-- Task brief --
Starting at the line that holds "Target: red logo on t-shirt", copy every line exactly through the end of the data, and no others.

Natural-language object grounding data
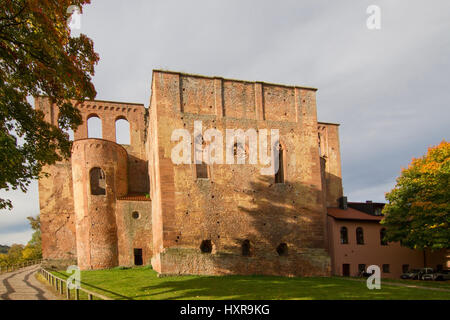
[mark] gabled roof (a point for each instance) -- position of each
(352, 214)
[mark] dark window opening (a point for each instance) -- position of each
(97, 181)
(282, 249)
(202, 170)
(135, 215)
(383, 240)
(206, 246)
(359, 235)
(346, 270)
(123, 131)
(279, 175)
(138, 261)
(246, 248)
(344, 235)
(94, 127)
(361, 268)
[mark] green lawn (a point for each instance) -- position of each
(143, 284)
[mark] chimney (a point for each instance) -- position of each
(343, 203)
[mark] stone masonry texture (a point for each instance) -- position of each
(159, 212)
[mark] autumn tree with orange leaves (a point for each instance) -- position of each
(39, 56)
(418, 212)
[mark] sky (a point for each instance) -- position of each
(389, 88)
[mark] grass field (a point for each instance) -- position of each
(143, 284)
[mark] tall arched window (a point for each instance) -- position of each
(201, 169)
(97, 181)
(94, 127)
(279, 175)
(123, 131)
(359, 235)
(246, 248)
(383, 241)
(344, 235)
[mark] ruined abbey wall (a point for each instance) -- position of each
(114, 204)
(94, 229)
(236, 203)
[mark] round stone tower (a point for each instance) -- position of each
(99, 169)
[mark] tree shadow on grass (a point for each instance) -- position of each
(250, 288)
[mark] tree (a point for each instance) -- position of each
(418, 212)
(33, 249)
(15, 254)
(39, 56)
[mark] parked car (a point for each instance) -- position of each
(411, 274)
(427, 274)
(442, 275)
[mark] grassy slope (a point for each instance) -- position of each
(143, 283)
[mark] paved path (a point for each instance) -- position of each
(23, 285)
(400, 284)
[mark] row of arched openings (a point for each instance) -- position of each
(95, 130)
(360, 236)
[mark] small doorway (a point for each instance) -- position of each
(138, 261)
(346, 270)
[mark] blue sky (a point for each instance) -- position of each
(388, 88)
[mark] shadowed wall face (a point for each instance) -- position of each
(56, 192)
(99, 169)
(236, 206)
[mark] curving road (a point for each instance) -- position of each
(23, 285)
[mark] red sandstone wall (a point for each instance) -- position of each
(372, 253)
(331, 154)
(97, 243)
(56, 203)
(56, 191)
(236, 203)
(134, 233)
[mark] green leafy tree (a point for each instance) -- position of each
(418, 212)
(15, 254)
(39, 56)
(33, 249)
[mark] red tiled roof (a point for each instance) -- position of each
(351, 214)
(135, 197)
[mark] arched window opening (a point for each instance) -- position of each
(69, 133)
(94, 127)
(135, 215)
(279, 175)
(344, 235)
(240, 153)
(201, 169)
(246, 248)
(138, 261)
(123, 131)
(206, 246)
(97, 181)
(282, 249)
(383, 240)
(359, 235)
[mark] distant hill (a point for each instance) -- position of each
(4, 249)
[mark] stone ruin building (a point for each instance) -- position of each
(123, 205)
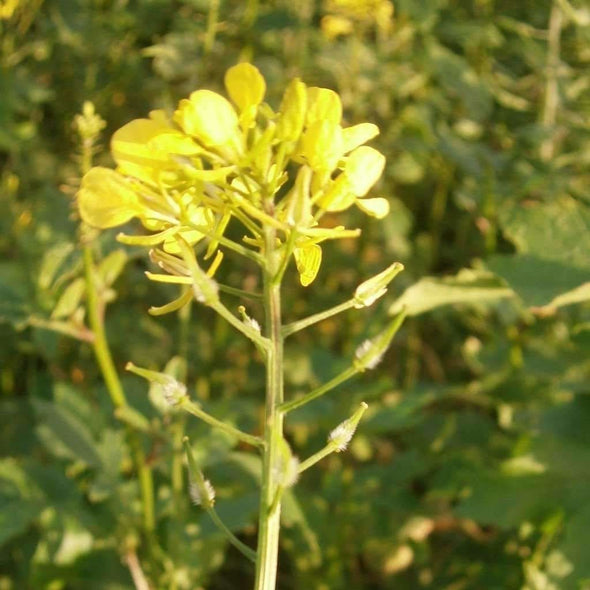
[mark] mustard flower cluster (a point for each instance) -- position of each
(216, 160)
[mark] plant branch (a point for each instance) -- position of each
(315, 318)
(194, 409)
(341, 378)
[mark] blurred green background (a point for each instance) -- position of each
(472, 467)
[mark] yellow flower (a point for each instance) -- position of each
(106, 199)
(186, 178)
(246, 87)
(209, 118)
(144, 148)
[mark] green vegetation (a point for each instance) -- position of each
(470, 467)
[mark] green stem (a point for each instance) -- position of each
(341, 378)
(270, 507)
(195, 410)
(316, 457)
(241, 547)
(115, 389)
(212, 20)
(317, 317)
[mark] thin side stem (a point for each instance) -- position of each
(341, 378)
(195, 410)
(316, 457)
(115, 389)
(315, 318)
(551, 99)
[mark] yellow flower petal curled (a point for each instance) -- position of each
(323, 104)
(376, 207)
(209, 117)
(308, 259)
(338, 196)
(143, 147)
(363, 169)
(356, 135)
(292, 111)
(105, 199)
(198, 216)
(245, 85)
(322, 145)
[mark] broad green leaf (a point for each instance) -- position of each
(538, 281)
(52, 261)
(468, 286)
(16, 516)
(70, 431)
(69, 300)
(558, 230)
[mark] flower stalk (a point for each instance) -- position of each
(269, 520)
(184, 178)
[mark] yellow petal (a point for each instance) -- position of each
(323, 104)
(209, 117)
(308, 259)
(338, 196)
(292, 111)
(357, 135)
(322, 145)
(105, 199)
(245, 85)
(363, 169)
(131, 150)
(377, 207)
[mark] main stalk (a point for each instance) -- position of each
(270, 504)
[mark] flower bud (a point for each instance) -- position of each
(202, 493)
(374, 288)
(174, 391)
(200, 489)
(343, 433)
(369, 354)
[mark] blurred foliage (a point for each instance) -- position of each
(472, 468)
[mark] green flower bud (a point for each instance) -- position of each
(174, 391)
(374, 288)
(369, 353)
(343, 433)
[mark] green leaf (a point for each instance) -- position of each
(70, 431)
(468, 286)
(112, 266)
(539, 281)
(16, 516)
(70, 299)
(53, 260)
(558, 230)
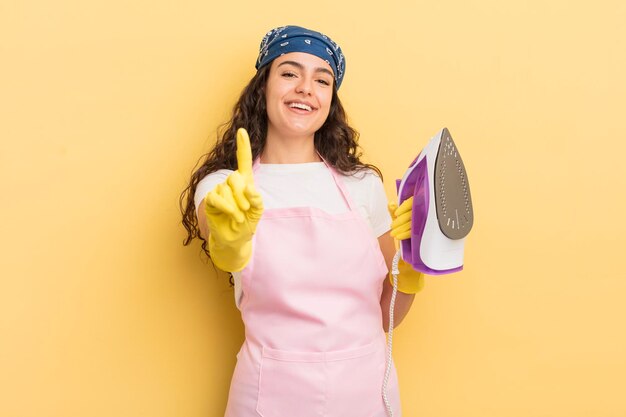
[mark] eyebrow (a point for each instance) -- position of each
(300, 66)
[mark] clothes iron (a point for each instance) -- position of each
(442, 207)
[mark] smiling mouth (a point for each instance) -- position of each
(300, 106)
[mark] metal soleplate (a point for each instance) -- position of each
(453, 200)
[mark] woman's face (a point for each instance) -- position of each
(298, 94)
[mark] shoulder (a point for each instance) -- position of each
(364, 178)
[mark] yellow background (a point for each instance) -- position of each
(106, 106)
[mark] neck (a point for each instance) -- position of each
(289, 150)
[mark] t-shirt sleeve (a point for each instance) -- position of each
(379, 215)
(209, 182)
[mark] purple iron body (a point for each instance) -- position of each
(442, 207)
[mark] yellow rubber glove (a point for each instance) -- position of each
(233, 210)
(410, 281)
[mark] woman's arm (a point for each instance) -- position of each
(403, 301)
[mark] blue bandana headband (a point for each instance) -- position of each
(285, 39)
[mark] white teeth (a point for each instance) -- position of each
(300, 106)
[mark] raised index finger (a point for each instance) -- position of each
(244, 153)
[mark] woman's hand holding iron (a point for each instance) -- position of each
(410, 281)
(233, 210)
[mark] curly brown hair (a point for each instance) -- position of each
(335, 141)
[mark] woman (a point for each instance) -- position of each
(289, 209)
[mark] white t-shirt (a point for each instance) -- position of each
(310, 185)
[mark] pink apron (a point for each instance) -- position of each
(315, 344)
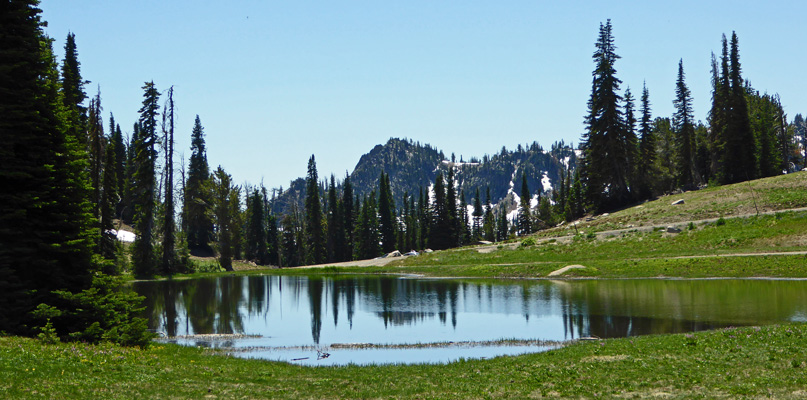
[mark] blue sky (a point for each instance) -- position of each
(274, 82)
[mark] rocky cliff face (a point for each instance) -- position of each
(412, 166)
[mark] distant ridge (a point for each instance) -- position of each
(412, 166)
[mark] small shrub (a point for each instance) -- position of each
(48, 334)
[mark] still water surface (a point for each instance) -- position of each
(297, 319)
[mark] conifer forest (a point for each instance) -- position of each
(73, 177)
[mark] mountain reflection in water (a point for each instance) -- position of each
(306, 311)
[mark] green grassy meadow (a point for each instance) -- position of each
(753, 362)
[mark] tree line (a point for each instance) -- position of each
(629, 156)
(69, 186)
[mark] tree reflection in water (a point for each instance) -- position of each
(418, 310)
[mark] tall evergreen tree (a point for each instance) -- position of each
(95, 145)
(440, 232)
(606, 144)
(386, 214)
(738, 161)
(143, 255)
(336, 227)
(524, 215)
(452, 223)
(109, 200)
(631, 142)
(367, 235)
(489, 226)
(684, 128)
(196, 200)
(349, 218)
(315, 243)
(647, 147)
(502, 226)
(256, 249)
(47, 229)
(73, 94)
(169, 261)
(119, 146)
(226, 221)
(290, 246)
(462, 220)
(477, 214)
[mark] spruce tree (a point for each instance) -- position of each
(47, 229)
(489, 226)
(684, 129)
(606, 144)
(109, 201)
(462, 220)
(290, 249)
(256, 249)
(452, 217)
(477, 214)
(226, 222)
(73, 94)
(386, 214)
(738, 161)
(524, 222)
(197, 202)
(336, 228)
(169, 261)
(95, 146)
(348, 218)
(441, 227)
(315, 242)
(647, 147)
(144, 194)
(119, 146)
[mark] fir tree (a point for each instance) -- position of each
(441, 228)
(109, 201)
(606, 144)
(502, 226)
(349, 218)
(315, 243)
(73, 94)
(144, 190)
(336, 227)
(524, 216)
(462, 223)
(367, 235)
(684, 129)
(738, 161)
(197, 203)
(489, 226)
(647, 147)
(119, 146)
(256, 249)
(226, 222)
(451, 224)
(386, 214)
(477, 214)
(169, 259)
(95, 145)
(290, 249)
(47, 229)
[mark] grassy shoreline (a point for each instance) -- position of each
(750, 362)
(735, 363)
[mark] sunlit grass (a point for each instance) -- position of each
(744, 362)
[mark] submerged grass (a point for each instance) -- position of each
(732, 363)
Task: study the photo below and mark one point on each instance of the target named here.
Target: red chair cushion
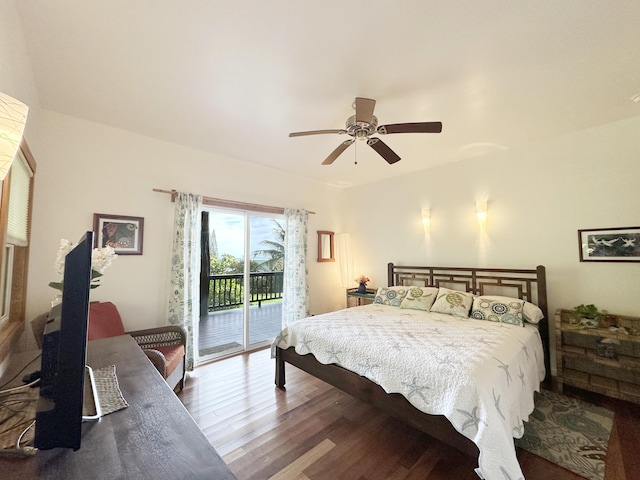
(173, 355)
(104, 321)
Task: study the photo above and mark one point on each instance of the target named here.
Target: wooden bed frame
(529, 285)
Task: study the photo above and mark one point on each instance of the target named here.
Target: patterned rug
(568, 432)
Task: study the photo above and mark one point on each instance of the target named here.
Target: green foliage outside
(232, 291)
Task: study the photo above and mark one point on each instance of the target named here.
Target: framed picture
(610, 244)
(122, 233)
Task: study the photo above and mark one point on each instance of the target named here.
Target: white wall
(538, 197)
(86, 168)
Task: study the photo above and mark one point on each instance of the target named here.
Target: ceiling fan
(364, 124)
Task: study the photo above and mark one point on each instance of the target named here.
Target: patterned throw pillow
(453, 302)
(391, 295)
(532, 313)
(420, 298)
(498, 309)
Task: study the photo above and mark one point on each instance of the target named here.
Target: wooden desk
(154, 438)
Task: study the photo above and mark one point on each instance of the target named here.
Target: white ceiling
(236, 77)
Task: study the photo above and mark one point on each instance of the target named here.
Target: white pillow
(391, 295)
(420, 298)
(498, 309)
(453, 302)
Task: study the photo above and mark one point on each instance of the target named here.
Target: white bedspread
(480, 375)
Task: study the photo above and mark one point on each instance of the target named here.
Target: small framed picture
(122, 233)
(610, 244)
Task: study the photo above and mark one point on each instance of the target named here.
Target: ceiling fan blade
(316, 132)
(336, 153)
(364, 109)
(418, 127)
(383, 149)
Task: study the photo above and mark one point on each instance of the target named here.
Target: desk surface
(155, 437)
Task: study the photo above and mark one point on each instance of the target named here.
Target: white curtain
(184, 293)
(295, 294)
(344, 257)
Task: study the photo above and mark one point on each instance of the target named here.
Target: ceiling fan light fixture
(364, 124)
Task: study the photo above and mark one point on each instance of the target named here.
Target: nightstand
(355, 299)
(599, 359)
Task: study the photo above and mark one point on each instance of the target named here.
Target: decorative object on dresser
(362, 281)
(355, 298)
(603, 359)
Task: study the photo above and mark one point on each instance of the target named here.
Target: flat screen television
(64, 356)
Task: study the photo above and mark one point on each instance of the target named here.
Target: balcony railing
(227, 291)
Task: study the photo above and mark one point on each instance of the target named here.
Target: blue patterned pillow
(498, 309)
(391, 295)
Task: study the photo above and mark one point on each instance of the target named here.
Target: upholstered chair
(165, 346)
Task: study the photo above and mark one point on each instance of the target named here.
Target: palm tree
(274, 250)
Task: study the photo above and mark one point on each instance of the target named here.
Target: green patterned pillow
(498, 309)
(391, 295)
(453, 302)
(420, 298)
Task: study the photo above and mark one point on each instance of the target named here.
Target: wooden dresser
(599, 359)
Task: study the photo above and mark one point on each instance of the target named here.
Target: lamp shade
(13, 116)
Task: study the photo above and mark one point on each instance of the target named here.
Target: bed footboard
(437, 426)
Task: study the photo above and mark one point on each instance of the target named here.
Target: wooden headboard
(529, 285)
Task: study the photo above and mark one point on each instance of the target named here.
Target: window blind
(19, 193)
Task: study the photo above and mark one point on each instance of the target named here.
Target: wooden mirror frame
(324, 256)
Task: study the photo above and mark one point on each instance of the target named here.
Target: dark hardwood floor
(314, 431)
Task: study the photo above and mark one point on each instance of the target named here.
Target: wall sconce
(426, 220)
(481, 213)
(13, 116)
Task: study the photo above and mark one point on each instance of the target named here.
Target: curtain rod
(218, 202)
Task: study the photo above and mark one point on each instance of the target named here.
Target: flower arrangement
(101, 258)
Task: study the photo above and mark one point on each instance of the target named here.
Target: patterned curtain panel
(184, 294)
(295, 293)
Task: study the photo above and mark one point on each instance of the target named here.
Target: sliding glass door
(243, 288)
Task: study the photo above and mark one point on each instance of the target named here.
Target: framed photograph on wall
(122, 233)
(610, 244)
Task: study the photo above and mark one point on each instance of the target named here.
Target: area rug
(568, 432)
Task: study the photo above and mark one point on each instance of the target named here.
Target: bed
(476, 404)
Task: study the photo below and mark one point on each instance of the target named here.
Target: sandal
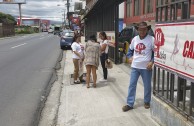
(76, 82)
(126, 108)
(94, 85)
(147, 105)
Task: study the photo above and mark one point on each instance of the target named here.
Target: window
(148, 6)
(129, 8)
(137, 7)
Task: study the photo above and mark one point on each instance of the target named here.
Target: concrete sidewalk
(101, 106)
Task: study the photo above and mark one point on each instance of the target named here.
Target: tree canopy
(7, 18)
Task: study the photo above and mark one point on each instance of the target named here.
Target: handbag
(108, 64)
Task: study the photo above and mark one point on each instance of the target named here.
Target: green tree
(7, 18)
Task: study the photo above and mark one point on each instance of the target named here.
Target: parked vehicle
(57, 30)
(128, 33)
(50, 30)
(66, 39)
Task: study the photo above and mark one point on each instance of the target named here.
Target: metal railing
(175, 91)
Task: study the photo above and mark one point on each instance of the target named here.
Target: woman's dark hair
(75, 37)
(103, 34)
(93, 37)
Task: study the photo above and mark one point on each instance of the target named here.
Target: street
(27, 64)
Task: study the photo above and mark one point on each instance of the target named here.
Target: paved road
(26, 65)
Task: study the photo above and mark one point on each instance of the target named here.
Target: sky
(44, 9)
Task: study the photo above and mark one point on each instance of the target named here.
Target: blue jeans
(103, 58)
(146, 77)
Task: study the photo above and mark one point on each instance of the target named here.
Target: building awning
(99, 4)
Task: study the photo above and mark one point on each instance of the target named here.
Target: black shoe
(126, 108)
(146, 105)
(76, 82)
(82, 81)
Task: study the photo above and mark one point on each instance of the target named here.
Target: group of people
(92, 54)
(140, 56)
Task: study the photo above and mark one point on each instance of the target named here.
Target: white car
(50, 30)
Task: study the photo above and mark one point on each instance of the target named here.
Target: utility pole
(68, 13)
(20, 14)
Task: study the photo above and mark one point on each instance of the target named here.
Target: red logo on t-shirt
(139, 47)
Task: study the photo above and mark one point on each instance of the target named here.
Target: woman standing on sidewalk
(92, 54)
(77, 55)
(104, 54)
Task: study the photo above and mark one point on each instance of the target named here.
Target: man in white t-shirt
(77, 56)
(141, 58)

-- Reply --
Target: red logo on t-shirt
(139, 47)
Task: study the photo above and mark one point on each instance of the target named here.
Target: woman standing on sidewalk
(92, 54)
(77, 55)
(104, 54)
Task: study the photo above and mark one point on each instance of the target named here.
Target: man in white t-shirt
(77, 56)
(141, 58)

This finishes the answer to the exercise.